Source passage —
......
New Localism Moves Nation-States to the Back, Advances the City-State to the Forefront

Dec. 6, 2018

Bruce Katz argues that the only way to efficiently create change in a nation is to work on the hyper-local level.

Bruce Katz speaks to attendees during his KI Forum

Photo credit: Jeff Fantich

Bruce Katz argues that the only way to efficiently create change in a nation is to work on the hyper-local level.

New localism is the governing philosophy and practice that social, economic, environmental and political issues - like climate change, housing and education equality, economic growth and more - must be problem solved at a local level rather than a national scale.

"The role of the nation-state has been diminished, but the role of the city-state has been elevated. Of course, you wouldn't hear President Trump say that," Bruce Katz of New Localism Advisors said during his Kinder Institute Forum on Wednesday. He spoke about how the power in leadership is shifting: downward from national governments to cities and communities; horizontally from the public sector to networks of public, private and civic actors; and globally along circuits of capital, trade and innovation.

He spoke about three cities - Pittsburgh, Indianapolis and Copenhagen - that have become prime examples of how his new localism theory has been played out through growth, governance and finance in order to achieve a more prosperous, sustainable and inclusive society.
......
Raw data —
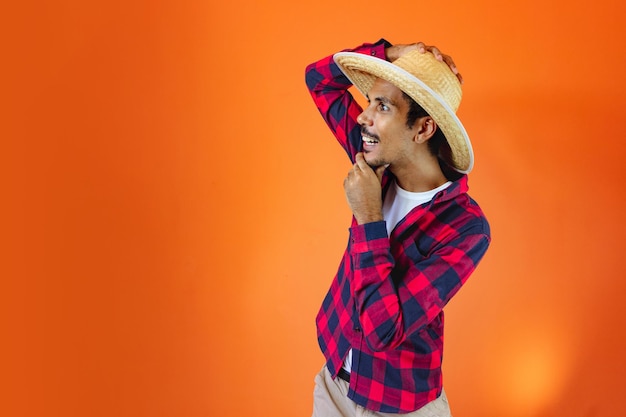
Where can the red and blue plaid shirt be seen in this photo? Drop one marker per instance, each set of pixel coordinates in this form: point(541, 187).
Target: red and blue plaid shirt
point(386, 301)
......
Required work —
Please repeat the new localism article word for word between "New localism is" and "a national scale.", inclusive.

Task answer —
New localism is the governing philosophy and practice that social, economic, environmental and political issues - like climate change, housing and education equality, economic growth and more - must be problem solved at a local level rather than a national scale.